Task requirements:
1) Reproduce the part of the excerpt on pilot concurrency that begins at the words "x = [x[0] for" and stops after "fig.suptitle(title, fontsize=14)".
2) Decide whether each statement agrees with the excerpt on pilot concurrency. Give yes or no for each one, along with the exact words from the excerpt that settle it: (a) In Experiment 1, the failure of any pilot made the experiment fail. (b) The degree of concurrency is plotted for 128 CUs. (c) In Experiment 2, pilot failures stopped the overall execution.
3) According to the excerpt on pilot concurrency, which runs does the plot of the degree of concurrency for 64 CUs compare?

Excerpt to read:
While our analysis showed that this difference is due to the varying number of active pilots in Experiment 2, the relative uniformity of Experiment 1 may be also a byproduct of a reduced functionality of RP that limited the number of resources in which the experiment was able to run successfully. Experiment 1 failed when any of the pilots failed while in Experiment 2, failures where limited to pilots, without affecting the overall execution.

Concurrency

Finally, another element that should be considered is the impact of RP overheads on the execution of CUs. While the comparison between TTR and TTX excluded major overheads outside TTX, the averarages between the two parameters show that TTR grown bigger than TTX proportionally to the increase of the number of CU executed. This can be measured by looking at the degree of concurrency of CU executions across pilots.

Here we plot this degree only for 64 CUs comparing both exp1 and exp2 runs.


In [32]:
from collections import OrderedDict

cTTXs = OrderedDict()
ncu = 64

ss = sessions[sessions['nunits'] == ncu].sort_values(['experiment','TTC'])['session']

for s in ss:
    cTTXs[s._sid] = s.filter(etype='unit').concurrency(state=['AGENT_EXECUTING','AGENT_STAGING_OUTPUT_PENDING'],
                                                       sampling=1)

for sid, cTTX in cTTXs.iteritems():
    title = 'Degree of Concurrent Execution of %s CUs - XSEDE OSG Virtual Cluster\nSession %s' % (ncu, sid)
    x = [x[0] for x in cTTX]
    y = [y[1] for y in cTTX]

    color = tableau20[2]
    if 'ming' in sid:
        color = tableau20[0]
    
    fig, ax = fig_setup()
    fig.suptitle(title, fontsize=14)
    ax.set_xlabel('Time (s)')
    ax.set_ylabel('Number of CU')
    display(ax.plot(x, y, marker='.',  linestyle='', color=color))

Supplied entries:

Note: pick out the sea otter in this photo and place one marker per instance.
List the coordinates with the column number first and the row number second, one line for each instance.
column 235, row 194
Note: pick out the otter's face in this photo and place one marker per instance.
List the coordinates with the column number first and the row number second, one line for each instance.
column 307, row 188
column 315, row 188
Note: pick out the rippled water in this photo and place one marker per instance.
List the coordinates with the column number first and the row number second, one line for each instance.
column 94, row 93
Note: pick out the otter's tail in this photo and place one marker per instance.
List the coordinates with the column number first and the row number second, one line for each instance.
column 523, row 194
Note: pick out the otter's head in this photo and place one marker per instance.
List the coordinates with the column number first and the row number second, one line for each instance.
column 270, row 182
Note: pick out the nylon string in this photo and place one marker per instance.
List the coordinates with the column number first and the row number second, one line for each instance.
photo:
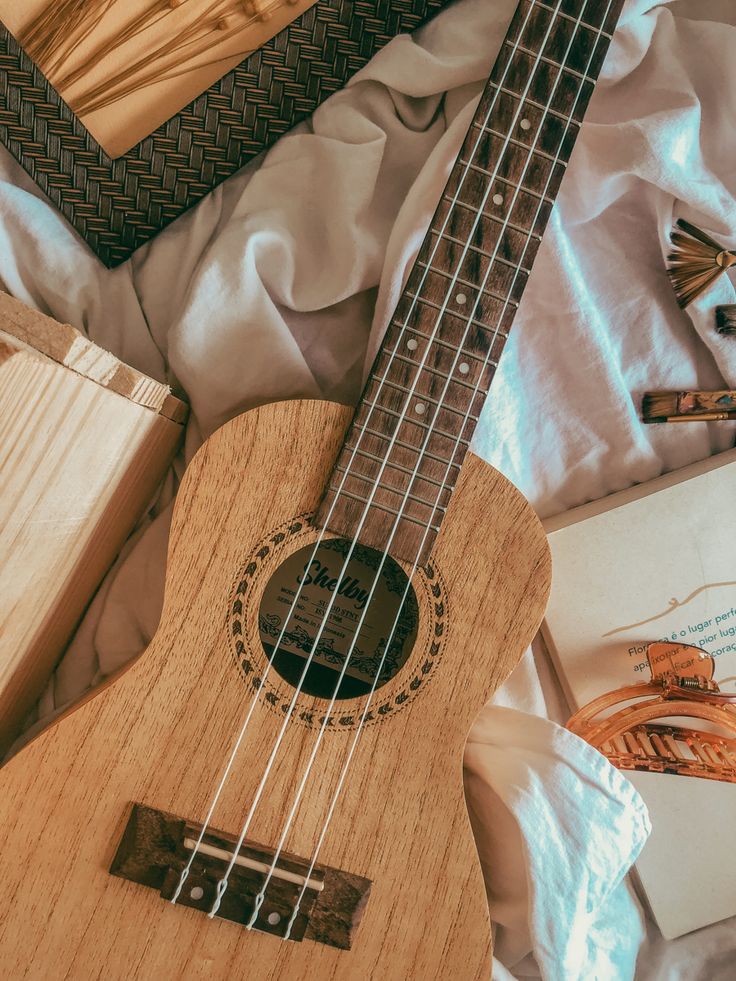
column 364, row 714
column 238, row 742
column 223, row 883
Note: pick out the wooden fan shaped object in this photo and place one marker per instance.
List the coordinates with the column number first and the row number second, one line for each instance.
column 641, row 733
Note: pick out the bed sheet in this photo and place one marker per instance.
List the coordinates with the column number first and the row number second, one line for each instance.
column 280, row 284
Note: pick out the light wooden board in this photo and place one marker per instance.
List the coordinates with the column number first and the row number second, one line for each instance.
column 83, row 446
column 160, row 734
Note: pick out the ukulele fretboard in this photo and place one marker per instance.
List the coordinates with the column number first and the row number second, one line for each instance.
column 395, row 474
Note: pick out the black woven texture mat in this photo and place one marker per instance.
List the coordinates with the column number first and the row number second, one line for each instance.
column 118, row 205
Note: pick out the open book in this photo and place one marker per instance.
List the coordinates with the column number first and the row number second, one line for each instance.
column 657, row 562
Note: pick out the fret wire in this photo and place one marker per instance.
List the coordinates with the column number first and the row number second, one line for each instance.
column 410, row 420
column 428, row 398
column 550, row 61
column 507, row 302
column 569, row 17
column 392, row 490
column 455, row 313
column 558, row 114
column 487, row 173
column 399, row 467
column 433, row 371
column 506, row 181
column 449, row 344
column 520, row 143
column 480, row 251
column 383, row 507
column 458, row 280
column 495, row 218
column 408, row 315
column 404, row 446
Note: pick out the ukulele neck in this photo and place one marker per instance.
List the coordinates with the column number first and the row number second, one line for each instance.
column 394, row 477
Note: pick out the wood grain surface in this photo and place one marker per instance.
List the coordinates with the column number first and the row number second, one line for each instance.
column 159, row 735
column 84, row 443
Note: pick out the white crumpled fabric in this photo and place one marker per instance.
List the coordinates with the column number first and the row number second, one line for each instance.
column 280, row 284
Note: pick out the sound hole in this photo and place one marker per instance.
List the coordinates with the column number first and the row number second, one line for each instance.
column 378, row 623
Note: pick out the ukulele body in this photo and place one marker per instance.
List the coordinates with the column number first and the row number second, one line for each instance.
column 160, row 734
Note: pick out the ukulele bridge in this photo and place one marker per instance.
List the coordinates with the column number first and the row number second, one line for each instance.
column 156, row 847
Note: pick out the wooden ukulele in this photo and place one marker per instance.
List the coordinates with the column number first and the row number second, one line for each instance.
column 274, row 789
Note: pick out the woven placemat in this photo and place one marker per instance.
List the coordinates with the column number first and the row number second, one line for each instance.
column 118, row 205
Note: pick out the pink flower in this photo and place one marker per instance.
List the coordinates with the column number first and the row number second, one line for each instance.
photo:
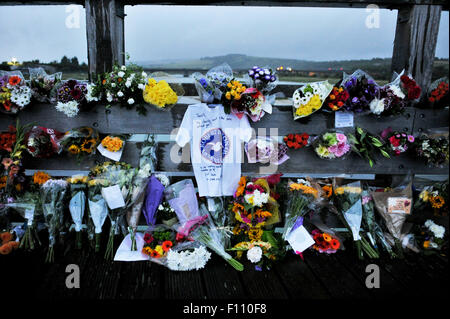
column 341, row 137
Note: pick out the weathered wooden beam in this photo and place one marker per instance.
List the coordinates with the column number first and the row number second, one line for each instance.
column 105, row 35
column 415, row 41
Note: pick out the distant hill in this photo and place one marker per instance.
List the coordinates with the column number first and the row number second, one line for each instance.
column 376, row 66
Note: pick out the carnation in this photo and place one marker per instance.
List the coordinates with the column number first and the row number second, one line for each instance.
column 254, row 254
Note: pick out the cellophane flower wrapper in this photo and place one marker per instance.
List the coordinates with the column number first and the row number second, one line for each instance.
column 266, row 150
column 140, row 183
column 362, row 89
column 53, row 193
column 309, row 98
column 183, row 199
column 437, row 93
column 394, row 206
column 43, row 142
column 302, row 197
column 332, row 145
column 13, row 97
column 98, row 209
column 77, row 208
column 44, row 85
column 204, row 231
column 161, row 91
column 211, row 86
column 348, row 201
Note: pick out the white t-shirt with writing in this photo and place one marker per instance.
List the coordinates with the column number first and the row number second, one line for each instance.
column 216, row 149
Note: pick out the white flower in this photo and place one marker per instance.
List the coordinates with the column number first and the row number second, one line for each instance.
column 70, row 108
column 377, row 106
column 397, row 91
column 254, row 254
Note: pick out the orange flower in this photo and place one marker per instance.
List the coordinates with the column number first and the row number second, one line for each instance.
column 335, row 244
column 6, row 236
column 167, row 245
column 14, row 80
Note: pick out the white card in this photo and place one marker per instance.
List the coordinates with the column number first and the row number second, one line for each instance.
column 343, row 119
column 300, row 239
column 113, row 196
column 115, row 156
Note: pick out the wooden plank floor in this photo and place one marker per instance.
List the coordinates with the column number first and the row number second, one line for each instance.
column 319, row 276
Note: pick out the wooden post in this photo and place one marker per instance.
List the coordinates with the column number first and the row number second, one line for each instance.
column 105, row 35
column 415, row 41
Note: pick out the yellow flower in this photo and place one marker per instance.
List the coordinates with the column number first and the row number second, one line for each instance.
column 40, row 178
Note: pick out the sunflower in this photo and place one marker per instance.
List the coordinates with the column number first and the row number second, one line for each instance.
column 437, row 201
column 40, row 178
column 74, row 149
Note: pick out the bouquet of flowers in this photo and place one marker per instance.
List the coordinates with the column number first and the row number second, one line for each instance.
column 296, row 141
column 394, row 206
column 240, row 100
column 433, row 199
column 187, row 256
column 262, row 79
column 337, row 98
column 14, row 93
column 438, row 93
column 397, row 142
column 309, row 98
column 53, row 193
column 362, row 90
column 367, row 145
column 433, row 150
column 210, row 87
column 302, row 197
column 43, row 85
column 123, row 85
column 348, row 201
column 81, row 141
column 325, row 242
column 77, row 203
column 433, row 237
column 43, row 142
column 331, row 145
column 204, row 231
column 71, row 97
column 98, row 210
column 118, row 195
column 264, row 150
column 162, row 94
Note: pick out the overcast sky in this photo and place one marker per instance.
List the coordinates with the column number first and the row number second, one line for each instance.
column 179, row 32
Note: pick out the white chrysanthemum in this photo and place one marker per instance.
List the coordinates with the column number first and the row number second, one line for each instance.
column 254, row 254
column 188, row 260
column 377, row 106
column 70, row 108
column 397, row 91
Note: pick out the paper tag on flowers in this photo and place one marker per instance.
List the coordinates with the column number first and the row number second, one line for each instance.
column 300, row 239
column 115, row 156
column 343, row 119
column 399, row 205
column 113, row 196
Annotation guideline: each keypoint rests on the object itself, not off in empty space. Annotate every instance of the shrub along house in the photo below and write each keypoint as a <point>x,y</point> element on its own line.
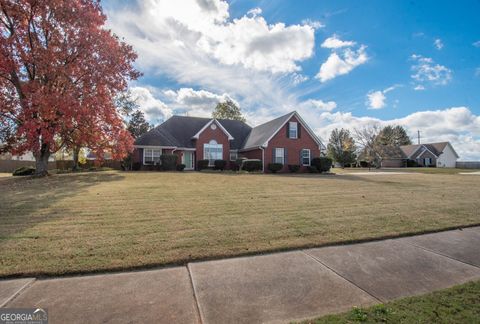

Results in order:
1)
x = [x[0] for x in cTTX]
    y = [y[1] for y in cTTX]

    color = tableau20[2]
    if 'ming' in sid:
        color = tableau20[0]
    
    fig, ax = fig_setup()
    fig.suptitle(title, fontsize=14)

2)
(a) Yes: "Experiment 1 failed when any of the pilots failed"
(b) No: "Here we plot this degree only for 64 CUs comparing both exp1 and exp2 runs."
(c) No: "failures where limited to pilots, without affecting the overall execution."

3) It compares the exp1 and exp2 runs.